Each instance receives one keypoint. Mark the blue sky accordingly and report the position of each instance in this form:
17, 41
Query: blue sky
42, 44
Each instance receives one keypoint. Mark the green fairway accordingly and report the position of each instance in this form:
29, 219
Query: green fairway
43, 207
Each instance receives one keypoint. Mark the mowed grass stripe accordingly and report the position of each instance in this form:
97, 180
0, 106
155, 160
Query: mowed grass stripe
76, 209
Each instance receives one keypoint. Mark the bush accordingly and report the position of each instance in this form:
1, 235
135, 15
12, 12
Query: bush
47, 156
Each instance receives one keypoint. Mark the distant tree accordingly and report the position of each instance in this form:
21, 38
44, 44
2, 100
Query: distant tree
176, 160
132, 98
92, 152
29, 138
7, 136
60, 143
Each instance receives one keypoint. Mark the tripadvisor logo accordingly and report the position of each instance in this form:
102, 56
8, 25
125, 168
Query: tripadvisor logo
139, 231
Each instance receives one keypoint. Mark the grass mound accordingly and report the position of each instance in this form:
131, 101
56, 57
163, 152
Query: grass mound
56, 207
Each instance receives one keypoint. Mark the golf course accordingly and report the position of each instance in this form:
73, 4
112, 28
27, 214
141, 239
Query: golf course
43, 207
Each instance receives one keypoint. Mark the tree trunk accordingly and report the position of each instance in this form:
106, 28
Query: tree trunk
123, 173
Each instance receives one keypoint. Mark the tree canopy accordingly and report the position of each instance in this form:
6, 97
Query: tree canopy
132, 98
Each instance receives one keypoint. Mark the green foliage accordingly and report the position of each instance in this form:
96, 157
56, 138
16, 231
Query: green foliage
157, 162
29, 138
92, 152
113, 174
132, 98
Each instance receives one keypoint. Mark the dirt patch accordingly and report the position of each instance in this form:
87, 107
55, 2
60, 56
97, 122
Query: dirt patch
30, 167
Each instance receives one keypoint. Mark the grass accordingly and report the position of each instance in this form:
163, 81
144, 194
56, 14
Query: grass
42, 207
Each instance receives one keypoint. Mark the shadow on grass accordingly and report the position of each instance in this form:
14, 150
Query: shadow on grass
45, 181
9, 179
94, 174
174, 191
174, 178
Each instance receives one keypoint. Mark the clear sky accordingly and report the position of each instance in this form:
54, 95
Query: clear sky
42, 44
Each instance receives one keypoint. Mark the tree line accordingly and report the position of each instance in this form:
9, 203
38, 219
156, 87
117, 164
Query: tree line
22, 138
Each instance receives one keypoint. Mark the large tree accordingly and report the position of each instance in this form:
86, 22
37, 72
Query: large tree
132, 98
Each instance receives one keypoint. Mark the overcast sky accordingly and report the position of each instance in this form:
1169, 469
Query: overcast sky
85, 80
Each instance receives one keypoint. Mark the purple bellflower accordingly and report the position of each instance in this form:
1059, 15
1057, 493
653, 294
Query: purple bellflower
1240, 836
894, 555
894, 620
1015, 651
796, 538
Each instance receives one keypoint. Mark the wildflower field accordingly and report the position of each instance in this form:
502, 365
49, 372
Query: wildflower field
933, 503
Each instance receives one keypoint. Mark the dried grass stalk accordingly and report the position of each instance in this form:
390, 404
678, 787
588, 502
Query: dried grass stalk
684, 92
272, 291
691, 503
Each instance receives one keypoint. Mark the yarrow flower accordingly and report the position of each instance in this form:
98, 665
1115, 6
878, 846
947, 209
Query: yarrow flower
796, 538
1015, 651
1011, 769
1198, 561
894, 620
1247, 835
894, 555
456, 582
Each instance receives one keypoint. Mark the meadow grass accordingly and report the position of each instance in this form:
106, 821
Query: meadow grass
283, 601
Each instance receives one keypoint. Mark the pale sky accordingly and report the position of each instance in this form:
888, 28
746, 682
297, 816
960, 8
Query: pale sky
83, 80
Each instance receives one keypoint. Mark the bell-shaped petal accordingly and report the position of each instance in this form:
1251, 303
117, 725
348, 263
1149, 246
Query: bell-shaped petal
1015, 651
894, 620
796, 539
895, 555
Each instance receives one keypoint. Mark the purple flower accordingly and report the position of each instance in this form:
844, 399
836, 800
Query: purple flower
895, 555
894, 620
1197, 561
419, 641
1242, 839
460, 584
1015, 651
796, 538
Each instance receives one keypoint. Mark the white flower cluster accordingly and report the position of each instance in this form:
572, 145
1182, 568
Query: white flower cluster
== == ==
THE PROBLEM » Lay out every line of the records above as a numbered list, omitting blank lines.

SOLVED EXERCISE »
1. Each instance receives one keypoint. Mark the blue sky accordingly and report the position of each instance in this form:
2. 17, 41
3. Query: blue sky
4. 42, 44
5. Each instance receives one keypoint. Mark the green fairway accordingly and report the position of each instance in this form:
6. 29, 219
7. Query: green fairway
8. 43, 207
9. Each instance receives one keypoint. Mark the mowed grass stripe accordingly and report the position of each instance in this form:
10. 97, 180
11. 0, 106
12. 155, 160
13. Query: mowed grass stripe
14. 76, 209
15. Each instance receives one keypoint. Mark the bush accordingly and report the position of each instance in this form:
16. 1, 235
17. 135, 15
18. 12, 12
19. Query: bush
20. 47, 156
21. Each instance receives one keypoint. Mark the distant tree accordingly and report the position of each instance in this form:
22. 21, 38
23. 44, 44
24. 2, 100
25. Query: distant tree
26. 176, 160
27. 132, 98
28. 92, 152
29. 29, 138
30. 7, 136
31. 60, 143
32. Each instance receives one keypoint. Mark the tripadvisor logo accordingly and report the position of each instance in this form:
33. 102, 56
34. 8, 25
35. 125, 168
36. Query: tripadvisor logo
37. 139, 231
38. Each instance receives one keypoint. Mark the grass mound accordingly and report the position of each instance in this form:
39. 131, 101
40. 56, 57
41. 163, 152
42. Query: grass mound
43. 56, 207
44. Each instance receives one keypoint. Mark the golf course accordingly and report the position of each instance in this form:
45. 73, 4
46. 112, 28
47. 27, 214
48. 141, 239
49. Query: golf course
50. 43, 207
51. Each instance receives one keypoint. Mark the tree trunk accordingly and report the position of each instance in this form:
52. 106, 28
53. Query: tree trunk
54. 123, 173
55. Each instance receives one keypoint. Mark the tree canopy accordingly and report the position of each instance in this form:
56. 6, 97
57. Query: tree canopy
58. 132, 98
59. Each instance receives one keypoint. Mark the green foliage accordingly and report the position of each instance in this form:
60. 96, 157
61. 56, 138
62. 16, 231
63. Query: green foliage
64. 157, 162
65. 29, 138
66. 92, 152
67. 113, 174
68. 132, 98
69. Each instance receives one keypoint. Mark the dirt patch accordingly and report the position of each instance in this form:
70. 87, 107
71. 55, 2
72. 60, 56
73. 97, 122
74. Query: dirt patch
75. 30, 167
76. Each instance receives one keypoint. Mark the grass accordingly and report the position of each instance in this form:
77. 163, 81
78. 144, 194
79. 56, 14
80. Query: grass
81. 42, 207
82. Each instance receives one keypoint. Mark the shadow on grass accordingly and report the position of each instance in this form:
83. 14, 150
84. Query: shadow on grass
85. 45, 181
86. 9, 179
87. 94, 174
88. 174, 191
89. 174, 178
90. Each instance receives one keypoint. Mark the clear sky accordingly and report the position of each instance in this form:
91. 54, 95
92. Query: clear sky
93. 42, 44
94. Each instance receives one keypoint. Mark the tree line accordingly and report the position of each instance in this form:
95. 9, 203
96. 38, 219
97. 156, 87
98. 117, 164
99. Query: tree line
100. 22, 138
101. Each instance receives one keypoint. Mark the large tree accordingly and report the position of each instance in this form:
102. 86, 22
103. 37, 72
104. Query: large tree
105. 132, 98
106. Each instance receives one keypoint. Mark the overcast sky accordingly and report the position of each instance in this form:
107. 1169, 469
108. Query: overcast sky
109. 85, 80
110. Each instance receives one keypoint. Mark the purple bellflower accordingly and report the position of each instance in this form:
111. 1059, 15
112. 1057, 493
113. 653, 294
114. Query: purple bellflower
115. 1240, 836
116. 894, 555
117. 894, 620
118. 1015, 651
119. 796, 538
120. Each instance receives one keypoint. Mark the wildflower field accordingly and report the position of each instance in this form:
121. 502, 365
122. 49, 372
123. Query: wildflower field
124. 933, 503
125. Each instance receives one keypoint. Mark the dried grass stalk accordingly and report the position of each instance in this form:
126. 390, 404
127. 678, 787
128. 588, 502
129. Query: dried grass stalk
130. 684, 92
131. 272, 291
132. 691, 503
133. Each instance receives one keypoint. Mark the yarrow flower accordingly and report the position of each instance in this form:
134. 98, 665
135. 1115, 6
136. 878, 846
137. 947, 209
138. Query: yarrow flower
139. 796, 538
140. 1015, 651
141. 1011, 769
142. 1198, 561
143. 894, 620
144. 1247, 835
145. 894, 555
146. 456, 582
147. Each instance receives one keypoint. Mark the meadow grass accordingly and report the position of each instance in this form:
148. 106, 821
149. Query: meadow grass
150. 283, 601
151. Each instance receives one keypoint. Mark the pale sky accordingly and report the position of each instance in this form:
152. 888, 28
153. 746, 682
154. 297, 816
155. 960, 8
156. Query: pale sky
157. 83, 80
158. Each instance receives one keypoint. Mark the bell-shaped petal accordingly and report the position of each instance in this form:
159. 1251, 303
160. 117, 725
161. 348, 263
162. 1149, 246
163. Query: bell-shaped petal
164. 1015, 651
165. 894, 620
166. 796, 539
167. 895, 555
168. Each instance receives one keypoint. Mark the purple flower accordingly and report the position of each instance in this form:
169. 844, 399
170. 836, 800
171. Query: purple flower
172. 895, 555
173. 894, 620
174. 1197, 561
175. 419, 641
176. 1242, 839
177. 460, 584
178. 1015, 651
179. 796, 538
180. Each instance receives one keypoint. Mark the white flower cluster accordingly and report the position of each instance in this form:
181. 572, 145
182. 1182, 568
183. Query: white flower cluster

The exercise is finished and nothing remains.